+++ RECORDS SUPPLIED +++
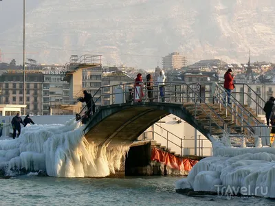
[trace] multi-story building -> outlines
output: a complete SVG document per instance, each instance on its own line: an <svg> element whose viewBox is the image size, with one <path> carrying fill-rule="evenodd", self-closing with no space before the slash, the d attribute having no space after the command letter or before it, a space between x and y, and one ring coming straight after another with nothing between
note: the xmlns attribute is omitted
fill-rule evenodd
<svg viewBox="0 0 275 206"><path fill-rule="evenodd" d="M186 58L179 52L173 52L162 58L164 69L179 69L186 67Z"/></svg>
<svg viewBox="0 0 275 206"><path fill-rule="evenodd" d="M42 114L43 73L40 71L27 71L25 74L26 113ZM23 70L9 71L0 76L0 104L23 104ZM23 113L23 111L22 111Z"/></svg>
<svg viewBox="0 0 275 206"><path fill-rule="evenodd" d="M61 104L72 104L69 97L69 83L62 80L62 71L44 71L43 82L43 115L70 114Z"/></svg>

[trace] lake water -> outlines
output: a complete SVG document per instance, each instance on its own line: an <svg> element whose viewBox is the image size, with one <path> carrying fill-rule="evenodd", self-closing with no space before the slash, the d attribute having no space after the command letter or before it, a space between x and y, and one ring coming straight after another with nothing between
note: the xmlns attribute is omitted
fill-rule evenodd
<svg viewBox="0 0 275 206"><path fill-rule="evenodd" d="M256 197L189 197L175 192L182 177L120 179L21 176L0 179L0 205L274 205Z"/></svg>

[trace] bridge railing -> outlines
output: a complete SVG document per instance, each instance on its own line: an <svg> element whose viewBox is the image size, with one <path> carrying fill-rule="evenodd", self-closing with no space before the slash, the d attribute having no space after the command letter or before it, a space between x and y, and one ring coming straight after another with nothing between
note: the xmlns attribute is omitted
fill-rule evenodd
<svg viewBox="0 0 275 206"><path fill-rule="evenodd" d="M223 129L227 129L228 125L225 121L188 84L182 82L165 82L165 85L162 86L159 84L160 82L153 82L152 83L154 85L150 87L144 86L144 82L131 82L101 87L94 95L94 97L100 93L99 97L94 101L94 104L96 104L98 102L100 102L100 106L131 103L133 102L166 102L166 100L170 103L181 104L184 104L186 102L192 102L194 103L195 114L197 114L197 111L199 108L200 111L202 111L209 118L209 131L210 135L212 133L212 124L221 129L221 131ZM142 89L140 95L138 95L138 100L134 98L137 86L141 87ZM153 89L148 89L148 87ZM161 90L163 87L164 89L164 92ZM190 91L190 93L186 92L188 91ZM148 98L149 92L153 93L152 97ZM82 109L80 113L85 108L86 106ZM215 117L218 119L212 118L213 117ZM196 117L196 115L195 117ZM221 126L221 123L222 126Z"/></svg>
<svg viewBox="0 0 275 206"><path fill-rule="evenodd" d="M146 87L146 82L129 82L116 85L109 85L101 87L94 95L94 104L98 104L100 106L107 106L113 104L131 103L134 102L170 102L173 104L186 104L186 102L192 102L194 108L196 111L199 110L202 111L210 119L210 131L211 133L212 124L215 124L218 128L226 131L230 131L230 128L234 128L233 125L226 123L224 119L220 117L214 109L210 106L211 104L219 103L220 108L224 106L228 113L232 116L232 122L234 122L236 126L250 126L254 123L257 126L261 122L252 114L248 109L232 95L231 99L233 105L225 105L224 90L222 87L217 84L209 82L199 84L186 84L186 82L165 82L162 87L164 88L164 92L160 90L160 82L151 82L153 86ZM140 86L142 92L138 99L135 100L135 86ZM218 92L217 92L218 91ZM151 96L149 97L149 93ZM96 98L95 96L98 96ZM225 101L226 102L226 101ZM204 105L204 106L203 106ZM85 106L81 113L84 111ZM207 108L207 111L206 110ZM214 118L215 117L216 120ZM218 119L217 119L217 118ZM221 123L223 125L221 126ZM253 129L250 127L246 127L244 129L246 133L253 133Z"/></svg>
<svg viewBox="0 0 275 206"><path fill-rule="evenodd" d="M155 124L154 126L158 125ZM160 126L158 126L160 127ZM137 141L157 141L157 144L165 146L165 150L167 152L174 152L175 154L179 154L181 157L211 156L212 148L208 146L207 142L210 142L208 139L186 138L185 136L181 138L165 128L161 128L161 130L160 133L157 132L155 128L152 131L145 131L140 137L141 138L139 138ZM200 135L199 135L199 137L200 137ZM211 144L210 142L210 144Z"/></svg>

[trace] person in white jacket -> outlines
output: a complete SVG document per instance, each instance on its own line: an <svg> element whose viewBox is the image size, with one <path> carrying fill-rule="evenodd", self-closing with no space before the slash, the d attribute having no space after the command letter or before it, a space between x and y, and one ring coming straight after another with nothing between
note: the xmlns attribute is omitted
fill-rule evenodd
<svg viewBox="0 0 275 206"><path fill-rule="evenodd" d="M164 102L165 98L164 98L164 82L165 82L166 76L164 75L164 71L161 71L160 72L160 76L157 77L157 84L160 88L160 94L162 97L162 102Z"/></svg>

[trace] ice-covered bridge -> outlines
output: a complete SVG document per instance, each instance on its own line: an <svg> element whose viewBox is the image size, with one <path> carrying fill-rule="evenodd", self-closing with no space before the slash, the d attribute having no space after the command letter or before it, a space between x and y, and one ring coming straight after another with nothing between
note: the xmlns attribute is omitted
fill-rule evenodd
<svg viewBox="0 0 275 206"><path fill-rule="evenodd" d="M223 104L224 90L218 84L166 82L164 99L160 96L159 87L155 86L151 102L146 87L138 87L137 90L134 84L98 89L94 96L100 95L94 100L101 106L85 129L88 140L96 144L133 142L150 126L169 114L184 119L208 138L225 132L235 136L250 136L254 135L255 128L263 123L257 117L258 112L241 104L234 96L231 98L232 104ZM133 100L129 98L131 89L134 91ZM140 95L142 100L139 102L140 89L140 94L144 95Z"/></svg>

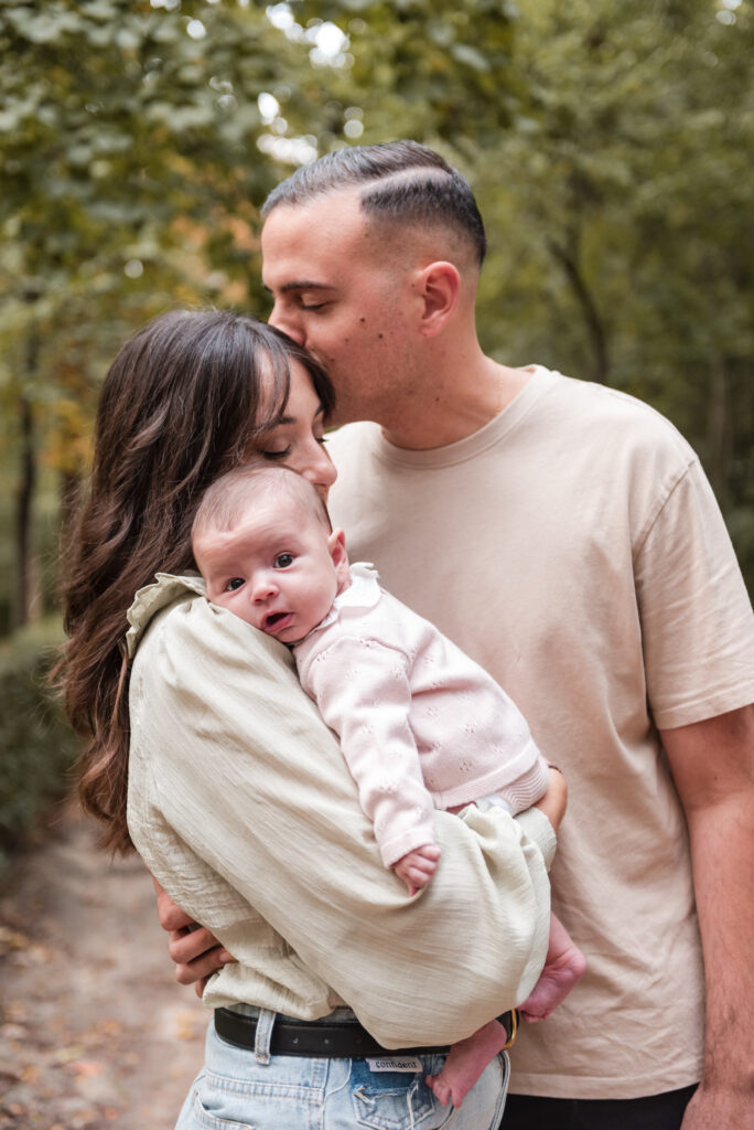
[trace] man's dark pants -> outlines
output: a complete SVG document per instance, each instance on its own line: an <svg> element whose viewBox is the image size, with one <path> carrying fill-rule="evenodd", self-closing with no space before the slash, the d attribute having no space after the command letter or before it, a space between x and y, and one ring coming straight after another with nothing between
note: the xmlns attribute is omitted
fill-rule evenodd
<svg viewBox="0 0 754 1130"><path fill-rule="evenodd" d="M695 1089L614 1099L508 1095L500 1130L680 1130Z"/></svg>

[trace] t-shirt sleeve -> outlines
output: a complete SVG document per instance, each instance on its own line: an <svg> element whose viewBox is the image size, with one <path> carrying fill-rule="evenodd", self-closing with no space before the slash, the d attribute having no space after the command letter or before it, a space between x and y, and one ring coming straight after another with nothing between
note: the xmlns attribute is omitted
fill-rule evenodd
<svg viewBox="0 0 754 1130"><path fill-rule="evenodd" d="M754 702L754 615L719 506L698 460L635 558L647 694L659 729Z"/></svg>

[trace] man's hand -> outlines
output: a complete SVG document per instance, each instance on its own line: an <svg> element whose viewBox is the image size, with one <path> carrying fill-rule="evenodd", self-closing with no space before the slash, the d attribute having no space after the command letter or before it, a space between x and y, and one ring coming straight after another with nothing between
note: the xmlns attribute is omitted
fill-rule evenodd
<svg viewBox="0 0 754 1130"><path fill-rule="evenodd" d="M228 962L235 962L217 938L203 925L193 922L152 877L157 892L159 924L170 935L168 953L175 962L175 979L182 985L194 985L198 997L204 992L208 979Z"/></svg>
<svg viewBox="0 0 754 1130"><path fill-rule="evenodd" d="M440 849L437 844L422 844L421 847L414 847L413 851L402 855L397 863L393 864L393 870L400 879L403 879L409 894L415 895L435 875L439 858Z"/></svg>
<svg viewBox="0 0 754 1130"><path fill-rule="evenodd" d="M735 1090L717 1090L703 1084L686 1106L681 1130L722 1130L749 1125L752 1096Z"/></svg>

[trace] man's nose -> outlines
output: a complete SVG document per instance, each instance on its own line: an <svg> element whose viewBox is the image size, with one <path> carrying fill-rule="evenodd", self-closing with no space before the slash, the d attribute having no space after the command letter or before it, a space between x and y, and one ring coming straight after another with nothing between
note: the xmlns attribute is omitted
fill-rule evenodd
<svg viewBox="0 0 754 1130"><path fill-rule="evenodd" d="M281 303L277 302L272 307L272 313L269 318L270 325L274 325L275 329L282 330L287 333L289 338L297 341L300 346L306 345L306 333L304 332L304 327L301 321L296 316L296 311L284 307Z"/></svg>

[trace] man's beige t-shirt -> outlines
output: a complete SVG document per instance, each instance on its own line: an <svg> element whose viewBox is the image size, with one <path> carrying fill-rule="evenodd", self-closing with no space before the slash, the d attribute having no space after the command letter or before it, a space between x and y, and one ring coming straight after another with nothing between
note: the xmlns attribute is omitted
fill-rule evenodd
<svg viewBox="0 0 754 1130"><path fill-rule="evenodd" d="M331 451L351 556L491 672L568 777L553 909L588 970L525 1026L511 1089L698 1081L689 844L656 728L754 701L754 617L693 451L647 406L541 367L458 443L404 451L357 424Z"/></svg>

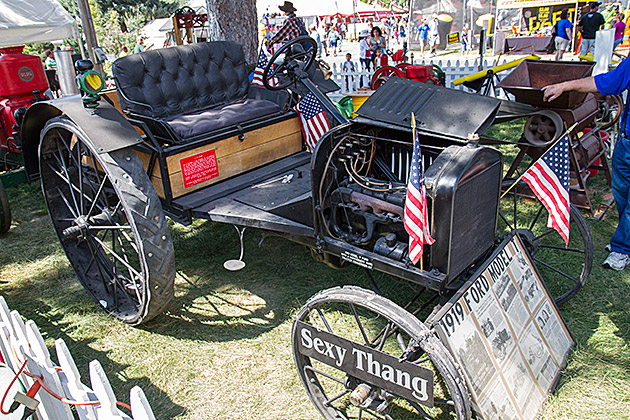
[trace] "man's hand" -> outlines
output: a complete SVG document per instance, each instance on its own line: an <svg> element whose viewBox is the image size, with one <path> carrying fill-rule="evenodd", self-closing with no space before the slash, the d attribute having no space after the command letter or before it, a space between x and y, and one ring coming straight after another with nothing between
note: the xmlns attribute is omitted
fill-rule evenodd
<svg viewBox="0 0 630 420"><path fill-rule="evenodd" d="M543 100L545 102L551 102L554 99L558 98L558 96L562 95L562 93L565 91L564 83L545 86L542 90L544 95Z"/></svg>

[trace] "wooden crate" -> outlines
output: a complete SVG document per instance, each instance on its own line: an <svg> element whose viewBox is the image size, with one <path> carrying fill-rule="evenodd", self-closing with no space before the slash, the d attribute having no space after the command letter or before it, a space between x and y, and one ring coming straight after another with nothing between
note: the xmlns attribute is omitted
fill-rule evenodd
<svg viewBox="0 0 630 420"><path fill-rule="evenodd" d="M238 136L229 137L168 156L166 165L173 198L216 184L301 150L302 132L296 116L249 131L245 133L242 141ZM141 151L136 151L136 153L147 169L150 155ZM153 168L151 182L158 195L165 197L162 176L157 164Z"/></svg>

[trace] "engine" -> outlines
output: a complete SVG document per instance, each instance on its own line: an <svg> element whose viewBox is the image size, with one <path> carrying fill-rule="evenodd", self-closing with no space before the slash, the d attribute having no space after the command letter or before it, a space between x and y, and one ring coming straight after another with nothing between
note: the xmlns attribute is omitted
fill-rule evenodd
<svg viewBox="0 0 630 420"><path fill-rule="evenodd" d="M410 136L368 128L333 137L330 149L318 152L326 162L314 170L319 227L331 238L410 264L403 225ZM422 266L452 281L494 246L502 158L483 146L453 145L431 136L418 141L436 240L425 245Z"/></svg>

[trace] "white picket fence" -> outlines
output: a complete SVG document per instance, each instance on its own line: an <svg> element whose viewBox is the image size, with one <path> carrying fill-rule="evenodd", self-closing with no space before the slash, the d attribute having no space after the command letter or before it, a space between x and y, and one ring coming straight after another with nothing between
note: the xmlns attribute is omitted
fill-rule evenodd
+++
• WHAT YOU HAVE TO DO
Copy every line from the one containing "[trace] man's hand -> outlines" through the one containing "1090L717 1090L703 1084L686", inclusive, with no changes.

• RESPONSE FOR THIS EXERCISE
[trace] man's hand -> outlines
output: a complete SVG document per instance, each instance on its own line: an <svg> element whose viewBox is the image size, with one <path> carrying fill-rule="evenodd", self-closing with no space before the slash, the d attribute having no space after the command letter or before it, a space between x and y, and one ring coming straight after another with nothing between
note: the xmlns attribute is omitted
fill-rule evenodd
<svg viewBox="0 0 754 1130"><path fill-rule="evenodd" d="M228 962L235 962L217 938L203 925L193 922L152 877L157 892L159 924L170 935L168 953L175 962L175 979L182 985L194 985L198 997L204 992L208 979Z"/></svg>
<svg viewBox="0 0 754 1130"><path fill-rule="evenodd" d="M440 849L437 844L422 844L421 847L414 847L413 851L402 855L397 863L393 864L393 870L400 879L403 879L409 894L415 895L435 875L439 858Z"/></svg>
<svg viewBox="0 0 754 1130"><path fill-rule="evenodd" d="M735 1090L717 1090L703 1084L686 1106L681 1130L722 1130L749 1125L752 1096Z"/></svg>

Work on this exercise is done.